Directions for this task:
Reproduce only the lines from the line containing "Expected: for every instance of the green dress, the" to the end of the entries below, including both of those lines.

>> begin Provided records

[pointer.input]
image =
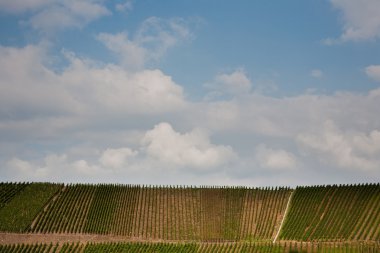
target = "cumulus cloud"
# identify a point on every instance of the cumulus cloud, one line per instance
(235, 83)
(150, 42)
(116, 158)
(361, 20)
(345, 149)
(373, 72)
(81, 89)
(125, 6)
(276, 159)
(188, 150)
(49, 16)
(316, 73)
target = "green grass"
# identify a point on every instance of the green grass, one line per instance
(139, 247)
(17, 215)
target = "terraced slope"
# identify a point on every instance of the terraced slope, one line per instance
(327, 213)
(169, 213)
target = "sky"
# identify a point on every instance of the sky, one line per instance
(200, 92)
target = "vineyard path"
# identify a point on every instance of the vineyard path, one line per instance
(283, 218)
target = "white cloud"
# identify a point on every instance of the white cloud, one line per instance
(150, 42)
(81, 89)
(17, 6)
(235, 83)
(132, 55)
(316, 73)
(189, 150)
(345, 149)
(116, 158)
(276, 159)
(125, 6)
(48, 16)
(361, 20)
(373, 72)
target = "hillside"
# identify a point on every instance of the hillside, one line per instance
(190, 219)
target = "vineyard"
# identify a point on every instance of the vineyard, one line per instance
(133, 218)
(334, 213)
(168, 213)
(130, 247)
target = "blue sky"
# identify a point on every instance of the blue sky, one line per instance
(190, 92)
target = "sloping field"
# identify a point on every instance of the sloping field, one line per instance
(57, 218)
(190, 248)
(23, 204)
(327, 213)
(168, 213)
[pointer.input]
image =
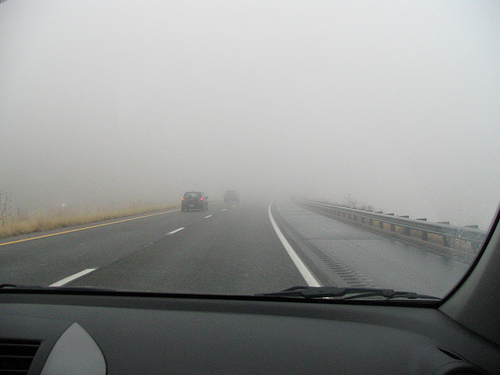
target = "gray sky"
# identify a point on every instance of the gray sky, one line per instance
(396, 104)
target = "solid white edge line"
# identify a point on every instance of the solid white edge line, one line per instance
(73, 277)
(175, 231)
(304, 271)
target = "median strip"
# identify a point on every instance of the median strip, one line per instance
(84, 228)
(73, 277)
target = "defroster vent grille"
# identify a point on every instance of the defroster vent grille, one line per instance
(16, 355)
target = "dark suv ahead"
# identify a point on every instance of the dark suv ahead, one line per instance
(231, 196)
(193, 200)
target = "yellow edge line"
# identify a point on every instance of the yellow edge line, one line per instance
(89, 227)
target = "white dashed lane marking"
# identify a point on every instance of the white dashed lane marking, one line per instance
(73, 277)
(175, 231)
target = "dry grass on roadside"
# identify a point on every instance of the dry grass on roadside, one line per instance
(63, 220)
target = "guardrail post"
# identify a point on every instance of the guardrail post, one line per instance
(425, 235)
(446, 241)
(406, 230)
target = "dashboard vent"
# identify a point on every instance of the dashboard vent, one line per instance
(16, 355)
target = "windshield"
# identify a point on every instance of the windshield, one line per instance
(347, 144)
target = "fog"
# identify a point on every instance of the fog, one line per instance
(393, 104)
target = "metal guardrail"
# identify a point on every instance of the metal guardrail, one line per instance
(471, 235)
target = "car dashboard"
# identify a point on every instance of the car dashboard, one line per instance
(130, 334)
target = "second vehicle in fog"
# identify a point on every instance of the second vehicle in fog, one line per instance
(194, 200)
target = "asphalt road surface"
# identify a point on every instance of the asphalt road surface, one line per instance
(233, 248)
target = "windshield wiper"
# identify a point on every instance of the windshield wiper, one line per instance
(346, 293)
(54, 288)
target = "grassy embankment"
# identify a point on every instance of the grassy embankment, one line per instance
(56, 220)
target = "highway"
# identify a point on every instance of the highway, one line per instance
(230, 249)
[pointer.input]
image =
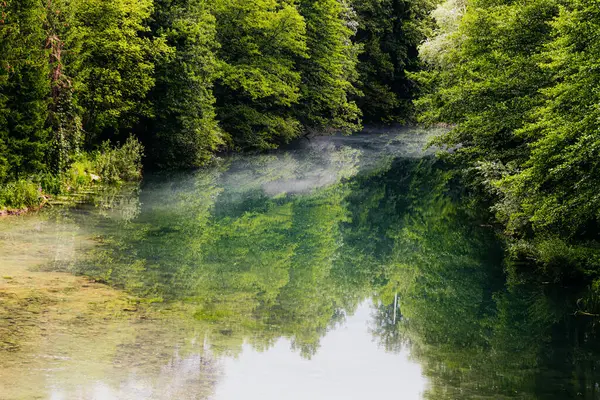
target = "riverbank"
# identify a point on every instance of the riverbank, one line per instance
(89, 172)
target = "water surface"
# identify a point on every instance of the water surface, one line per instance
(338, 268)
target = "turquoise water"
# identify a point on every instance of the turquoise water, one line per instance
(338, 268)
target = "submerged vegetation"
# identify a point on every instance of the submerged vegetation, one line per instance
(518, 81)
(287, 245)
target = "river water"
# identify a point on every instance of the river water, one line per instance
(337, 268)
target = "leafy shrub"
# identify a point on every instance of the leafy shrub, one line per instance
(20, 194)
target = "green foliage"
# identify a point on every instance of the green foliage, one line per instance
(389, 32)
(259, 42)
(556, 190)
(24, 89)
(111, 60)
(329, 71)
(517, 81)
(20, 194)
(184, 132)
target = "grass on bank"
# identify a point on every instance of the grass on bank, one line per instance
(106, 166)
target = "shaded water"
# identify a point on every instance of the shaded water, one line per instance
(341, 267)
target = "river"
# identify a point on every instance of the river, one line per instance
(335, 268)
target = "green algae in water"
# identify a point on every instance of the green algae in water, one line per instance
(341, 267)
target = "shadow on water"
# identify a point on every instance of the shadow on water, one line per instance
(243, 267)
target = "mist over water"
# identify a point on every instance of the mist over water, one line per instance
(337, 267)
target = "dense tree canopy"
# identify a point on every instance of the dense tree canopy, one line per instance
(518, 82)
(188, 78)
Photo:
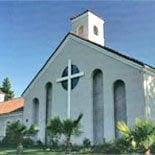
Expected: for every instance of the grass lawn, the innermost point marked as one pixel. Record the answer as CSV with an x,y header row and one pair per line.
x,y
7,151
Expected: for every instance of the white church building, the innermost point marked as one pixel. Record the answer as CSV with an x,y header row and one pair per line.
x,y
84,76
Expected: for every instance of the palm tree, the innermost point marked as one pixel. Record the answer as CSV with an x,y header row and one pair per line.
x,y
142,134
54,130
17,132
71,128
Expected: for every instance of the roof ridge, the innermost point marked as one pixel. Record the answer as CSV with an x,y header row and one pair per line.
x,y
14,99
115,52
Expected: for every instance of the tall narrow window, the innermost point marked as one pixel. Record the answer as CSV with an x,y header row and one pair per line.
x,y
119,104
48,101
48,107
98,107
35,111
81,30
95,30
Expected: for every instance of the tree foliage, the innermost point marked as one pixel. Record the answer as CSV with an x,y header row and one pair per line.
x,y
141,135
54,129
16,132
68,128
7,89
71,128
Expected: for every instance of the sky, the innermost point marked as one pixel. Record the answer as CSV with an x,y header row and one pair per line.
x,y
30,31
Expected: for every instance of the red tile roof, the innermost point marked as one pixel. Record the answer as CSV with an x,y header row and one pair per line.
x,y
11,105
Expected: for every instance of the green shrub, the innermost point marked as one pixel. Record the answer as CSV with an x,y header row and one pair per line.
x,y
141,136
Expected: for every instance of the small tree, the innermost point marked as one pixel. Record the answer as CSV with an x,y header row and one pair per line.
x,y
141,135
71,128
54,130
17,132
6,88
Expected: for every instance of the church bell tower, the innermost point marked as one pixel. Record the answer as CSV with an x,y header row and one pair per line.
x,y
88,26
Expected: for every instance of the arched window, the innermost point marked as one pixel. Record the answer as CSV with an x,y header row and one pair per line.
x,y
120,113
81,30
35,115
48,107
95,30
98,107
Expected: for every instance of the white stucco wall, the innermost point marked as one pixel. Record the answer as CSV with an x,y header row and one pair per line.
x,y
87,57
4,119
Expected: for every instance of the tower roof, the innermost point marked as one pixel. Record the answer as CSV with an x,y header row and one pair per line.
x,y
11,105
74,17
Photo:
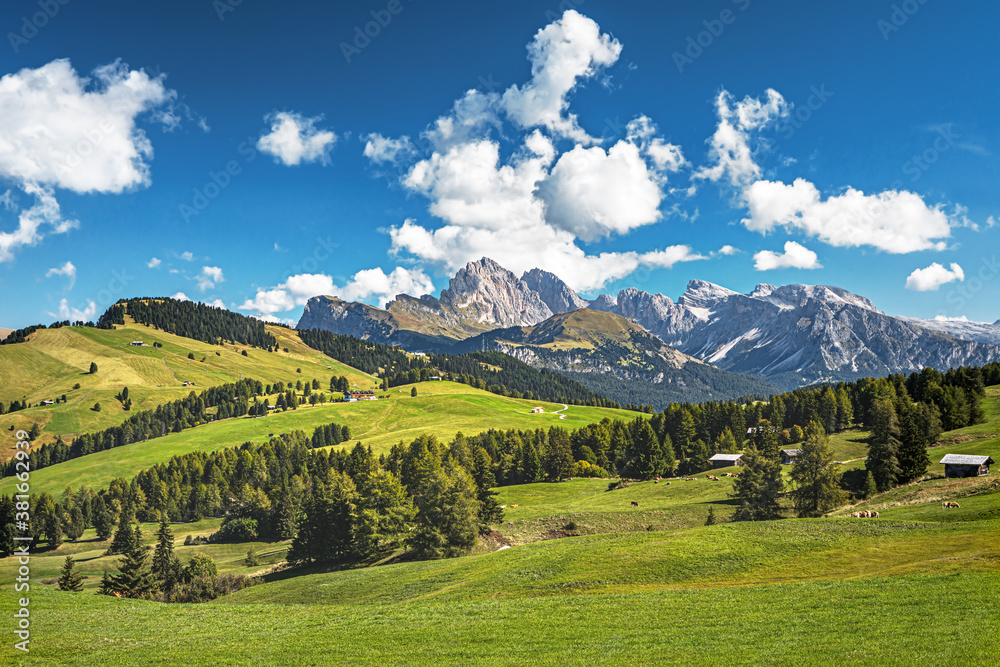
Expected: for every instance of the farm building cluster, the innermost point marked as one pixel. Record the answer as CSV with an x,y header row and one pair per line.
x,y
360,395
966,465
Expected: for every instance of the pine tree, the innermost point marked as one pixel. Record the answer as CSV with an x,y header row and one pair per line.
x,y
530,467
134,578
883,445
107,586
70,580
558,456
727,442
815,475
447,516
644,452
758,487
326,533
103,523
166,568
124,536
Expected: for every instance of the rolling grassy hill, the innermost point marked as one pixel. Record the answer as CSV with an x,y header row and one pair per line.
x,y
441,408
54,360
589,578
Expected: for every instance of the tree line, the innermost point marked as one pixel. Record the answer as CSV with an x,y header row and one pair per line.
x,y
337,506
229,400
192,320
21,335
491,371
502,374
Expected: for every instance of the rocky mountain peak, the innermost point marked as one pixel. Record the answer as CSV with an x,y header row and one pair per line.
x,y
495,295
703,295
605,303
762,290
554,293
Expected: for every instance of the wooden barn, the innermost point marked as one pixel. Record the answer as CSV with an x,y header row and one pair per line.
x,y
966,465
726,460
790,455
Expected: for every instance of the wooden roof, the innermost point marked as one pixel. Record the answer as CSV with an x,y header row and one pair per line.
x,y
967,459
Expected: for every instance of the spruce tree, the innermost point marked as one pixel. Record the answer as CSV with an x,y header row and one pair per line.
x,y
124,535
70,580
134,578
883,445
166,568
815,475
447,516
103,523
758,487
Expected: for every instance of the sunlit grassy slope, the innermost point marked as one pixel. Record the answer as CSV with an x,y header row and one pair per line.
x,y
54,360
440,408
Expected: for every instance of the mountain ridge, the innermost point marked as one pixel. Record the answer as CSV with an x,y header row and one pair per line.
x,y
790,335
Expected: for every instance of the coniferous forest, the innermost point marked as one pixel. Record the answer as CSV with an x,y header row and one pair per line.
x,y
192,320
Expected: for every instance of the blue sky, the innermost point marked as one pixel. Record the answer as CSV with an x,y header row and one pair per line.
x,y
255,154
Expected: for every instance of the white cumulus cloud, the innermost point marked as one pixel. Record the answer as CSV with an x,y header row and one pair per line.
x,y
209,277
43,218
295,139
369,285
935,275
381,150
593,193
893,221
63,130
66,312
796,256
67,270
729,148
562,54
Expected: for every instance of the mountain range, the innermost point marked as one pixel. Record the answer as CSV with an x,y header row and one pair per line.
x,y
786,336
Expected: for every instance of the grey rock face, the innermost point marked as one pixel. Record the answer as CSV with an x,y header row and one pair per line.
x,y
791,335
491,294
553,292
799,334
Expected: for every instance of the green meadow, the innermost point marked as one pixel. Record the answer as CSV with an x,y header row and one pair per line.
x,y
441,408
54,360
586,576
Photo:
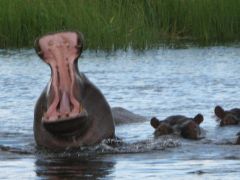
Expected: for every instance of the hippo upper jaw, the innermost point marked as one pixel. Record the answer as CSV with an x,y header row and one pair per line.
x,y
65,113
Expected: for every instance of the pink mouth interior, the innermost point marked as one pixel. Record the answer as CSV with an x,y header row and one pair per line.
x,y
60,51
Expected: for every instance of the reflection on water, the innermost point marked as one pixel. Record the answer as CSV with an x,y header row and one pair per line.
x,y
59,168
158,83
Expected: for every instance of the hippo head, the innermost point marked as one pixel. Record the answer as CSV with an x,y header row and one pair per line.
x,y
191,129
64,113
161,128
187,127
227,117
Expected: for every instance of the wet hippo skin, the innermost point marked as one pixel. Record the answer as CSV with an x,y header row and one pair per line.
x,y
186,127
229,117
71,111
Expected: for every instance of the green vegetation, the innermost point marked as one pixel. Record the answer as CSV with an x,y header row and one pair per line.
x,y
112,24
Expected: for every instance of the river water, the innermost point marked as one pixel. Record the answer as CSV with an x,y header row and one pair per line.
x,y
160,82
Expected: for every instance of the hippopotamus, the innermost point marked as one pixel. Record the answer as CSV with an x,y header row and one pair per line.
x,y
229,117
71,111
188,128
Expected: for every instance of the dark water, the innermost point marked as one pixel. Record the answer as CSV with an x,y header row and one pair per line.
x,y
154,83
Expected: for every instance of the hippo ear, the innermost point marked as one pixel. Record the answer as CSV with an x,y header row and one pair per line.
x,y
154,122
198,118
219,112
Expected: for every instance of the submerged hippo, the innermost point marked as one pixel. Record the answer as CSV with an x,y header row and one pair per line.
x,y
230,117
71,111
187,127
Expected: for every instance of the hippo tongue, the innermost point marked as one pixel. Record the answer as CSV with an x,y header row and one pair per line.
x,y
60,51
65,104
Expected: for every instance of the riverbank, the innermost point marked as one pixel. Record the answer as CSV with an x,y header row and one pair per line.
x,y
108,25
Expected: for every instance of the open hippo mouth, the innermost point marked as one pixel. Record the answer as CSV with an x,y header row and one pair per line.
x,y
65,114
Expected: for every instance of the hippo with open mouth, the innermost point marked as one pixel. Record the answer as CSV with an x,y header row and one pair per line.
x,y
188,128
71,111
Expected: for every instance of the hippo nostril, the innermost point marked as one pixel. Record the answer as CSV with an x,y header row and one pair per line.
x,y
50,43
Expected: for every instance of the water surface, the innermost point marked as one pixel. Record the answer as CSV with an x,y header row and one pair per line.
x,y
158,83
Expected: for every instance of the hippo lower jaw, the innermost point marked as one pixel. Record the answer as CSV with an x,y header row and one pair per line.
x,y
71,126
65,113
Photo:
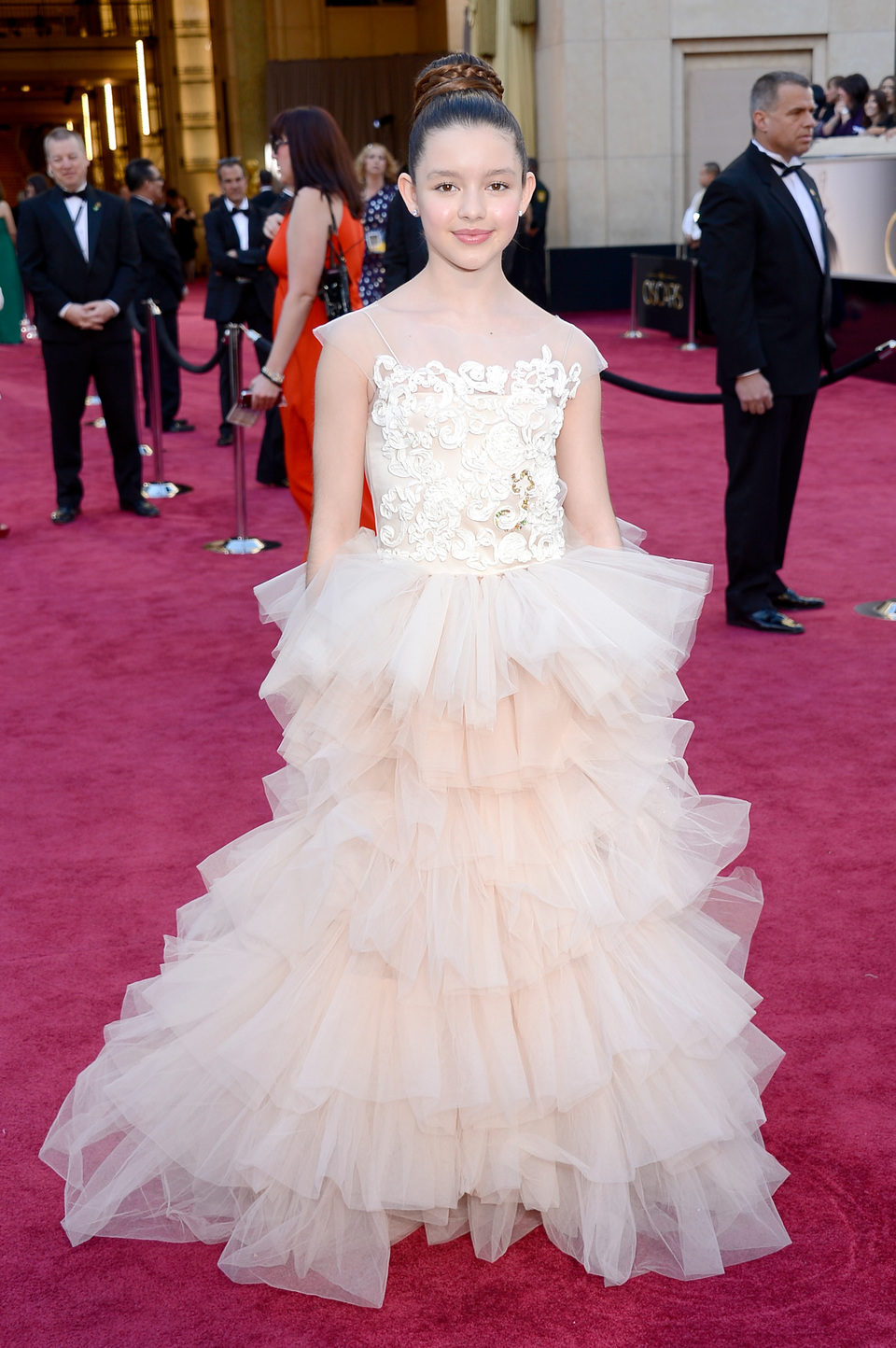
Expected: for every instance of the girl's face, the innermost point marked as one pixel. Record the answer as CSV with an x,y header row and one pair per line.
x,y
469,190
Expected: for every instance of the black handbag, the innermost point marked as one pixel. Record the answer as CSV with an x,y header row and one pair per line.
x,y
334,278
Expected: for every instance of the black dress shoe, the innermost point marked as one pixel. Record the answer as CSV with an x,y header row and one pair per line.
x,y
767,620
790,598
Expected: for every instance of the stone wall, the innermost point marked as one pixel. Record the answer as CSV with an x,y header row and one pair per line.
x,y
634,94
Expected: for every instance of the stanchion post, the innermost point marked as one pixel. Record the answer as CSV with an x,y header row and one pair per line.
x,y
692,312
234,366
240,545
161,487
634,330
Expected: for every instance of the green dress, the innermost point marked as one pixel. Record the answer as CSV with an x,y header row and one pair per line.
x,y
11,288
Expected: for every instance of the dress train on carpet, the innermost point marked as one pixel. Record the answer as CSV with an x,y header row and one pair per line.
x,y
479,972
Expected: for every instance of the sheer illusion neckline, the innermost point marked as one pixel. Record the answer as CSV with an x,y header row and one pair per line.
x,y
538,351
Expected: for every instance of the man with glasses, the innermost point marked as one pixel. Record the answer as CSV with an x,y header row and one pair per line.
x,y
79,260
242,291
161,279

>> end Provided records

Finished exercise:
Expected: for every instance of the green dress, the innermost point marked as one pixel. Record the answer as CSV with an x,y header row and one pair per line.
x,y
11,288
Expected: for every instance of the dress train on carpet, the innermost point marked as one pixel. Record the answer as CSV with an x,y header row and one pair per line.
x,y
479,972
Expected: for every instance of the sheer illusion neckline, the innermost point marked as one pixel. Record the answer as CSV with an x,y header row and one pair per line.
x,y
538,351
Expected: for every instance of the man with glasses, the innermost point marked as one pixel. Record the answer as CSV with an x,y header row and one pair per line.
x,y
79,260
242,291
161,279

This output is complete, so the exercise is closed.